▶ [Provided data]
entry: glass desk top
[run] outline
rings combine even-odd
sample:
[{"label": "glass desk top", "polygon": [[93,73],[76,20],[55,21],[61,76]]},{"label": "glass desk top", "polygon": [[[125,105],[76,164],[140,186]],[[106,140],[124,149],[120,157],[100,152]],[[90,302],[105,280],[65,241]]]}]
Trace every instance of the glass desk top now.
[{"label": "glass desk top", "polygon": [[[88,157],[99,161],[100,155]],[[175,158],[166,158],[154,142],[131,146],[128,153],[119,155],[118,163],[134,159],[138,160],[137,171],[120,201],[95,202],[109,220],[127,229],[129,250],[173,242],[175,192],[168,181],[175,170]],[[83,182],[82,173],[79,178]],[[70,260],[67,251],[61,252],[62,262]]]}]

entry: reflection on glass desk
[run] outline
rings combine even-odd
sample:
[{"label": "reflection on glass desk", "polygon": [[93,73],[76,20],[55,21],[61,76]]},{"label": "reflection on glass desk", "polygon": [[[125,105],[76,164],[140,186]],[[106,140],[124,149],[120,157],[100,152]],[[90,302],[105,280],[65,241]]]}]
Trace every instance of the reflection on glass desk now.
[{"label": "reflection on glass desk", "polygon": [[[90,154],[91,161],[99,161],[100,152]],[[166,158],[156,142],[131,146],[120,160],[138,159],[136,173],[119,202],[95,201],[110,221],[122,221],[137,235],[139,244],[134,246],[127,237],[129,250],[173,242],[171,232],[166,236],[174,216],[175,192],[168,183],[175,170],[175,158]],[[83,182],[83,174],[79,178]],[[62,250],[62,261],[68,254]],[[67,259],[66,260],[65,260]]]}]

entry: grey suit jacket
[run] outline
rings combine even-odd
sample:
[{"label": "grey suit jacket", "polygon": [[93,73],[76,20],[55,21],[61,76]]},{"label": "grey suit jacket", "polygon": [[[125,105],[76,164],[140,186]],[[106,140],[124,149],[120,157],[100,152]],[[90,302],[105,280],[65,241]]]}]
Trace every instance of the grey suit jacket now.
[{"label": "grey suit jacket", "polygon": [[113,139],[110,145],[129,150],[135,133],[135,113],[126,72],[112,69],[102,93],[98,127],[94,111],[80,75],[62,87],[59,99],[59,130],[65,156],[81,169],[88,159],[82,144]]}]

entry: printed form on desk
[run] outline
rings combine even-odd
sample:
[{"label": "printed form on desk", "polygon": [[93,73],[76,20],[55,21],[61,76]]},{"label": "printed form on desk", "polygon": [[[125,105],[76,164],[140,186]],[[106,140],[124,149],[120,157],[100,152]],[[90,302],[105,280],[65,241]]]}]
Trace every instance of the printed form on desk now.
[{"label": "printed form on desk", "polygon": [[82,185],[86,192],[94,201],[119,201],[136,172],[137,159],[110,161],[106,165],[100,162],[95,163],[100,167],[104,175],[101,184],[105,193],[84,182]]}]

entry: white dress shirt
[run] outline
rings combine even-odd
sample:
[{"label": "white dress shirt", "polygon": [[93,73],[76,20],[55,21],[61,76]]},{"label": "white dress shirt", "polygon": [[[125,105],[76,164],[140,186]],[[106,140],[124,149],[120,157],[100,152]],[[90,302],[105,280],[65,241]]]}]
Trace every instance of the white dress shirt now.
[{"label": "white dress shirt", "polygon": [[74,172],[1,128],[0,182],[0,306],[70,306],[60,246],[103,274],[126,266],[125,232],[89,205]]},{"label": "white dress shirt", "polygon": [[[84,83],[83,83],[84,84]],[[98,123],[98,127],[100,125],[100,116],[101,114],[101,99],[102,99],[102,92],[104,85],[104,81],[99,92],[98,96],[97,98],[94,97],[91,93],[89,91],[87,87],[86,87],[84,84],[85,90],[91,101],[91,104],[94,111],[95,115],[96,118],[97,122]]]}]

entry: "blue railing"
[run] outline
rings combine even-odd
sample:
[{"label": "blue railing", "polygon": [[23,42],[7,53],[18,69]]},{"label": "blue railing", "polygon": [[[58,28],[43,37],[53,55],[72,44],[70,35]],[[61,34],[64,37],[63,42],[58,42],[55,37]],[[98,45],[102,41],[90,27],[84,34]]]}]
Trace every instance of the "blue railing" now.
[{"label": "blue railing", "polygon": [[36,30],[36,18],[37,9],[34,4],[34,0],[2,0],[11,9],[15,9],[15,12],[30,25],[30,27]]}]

▶ [Required task] Print the stretch of records from the line containing "entry: white dress shirt" through the end of the records, reproducing every line exactly.

▶ [Task output]
entry: white dress shirt
[run] outline
rings combine even-odd
sample:
[{"label": "white dress shirt", "polygon": [[93,73],[76,20],[55,21],[61,76]]},{"label": "white dress shirt", "polygon": [[[125,105],[76,164],[140,186]],[[106,140],[124,149],[120,157],[100,152]],[[90,302],[105,280],[65,241]]]}]
Trace every instance of the white dress shirt now.
[{"label": "white dress shirt", "polygon": [[74,172],[1,128],[0,182],[0,306],[70,306],[60,246],[103,274],[126,266],[125,232],[89,205]]},{"label": "white dress shirt", "polygon": [[[84,83],[83,83],[84,84]],[[98,123],[98,127],[100,125],[100,116],[101,114],[101,99],[102,99],[102,92],[104,85],[104,81],[99,92],[98,96],[97,98],[94,97],[91,93],[89,91],[87,87],[86,87],[84,84],[85,90],[91,101],[91,104],[94,111],[95,115],[96,118],[97,122]]]}]

entry: "blue railing"
[run] outline
rings combine even-odd
sample:
[{"label": "blue railing", "polygon": [[23,42],[7,53],[18,69]]},{"label": "blue railing", "polygon": [[[58,28],[43,37],[53,55],[72,44],[70,35]],[[61,34],[64,37],[63,42],[58,42],[55,37]],[[98,45],[102,41],[90,27],[84,34]]]}]
Trace every instance of the "blue railing" now.
[{"label": "blue railing", "polygon": [[36,30],[36,18],[37,9],[34,4],[34,0],[2,0],[11,9],[15,9],[15,12],[30,25],[30,27]]}]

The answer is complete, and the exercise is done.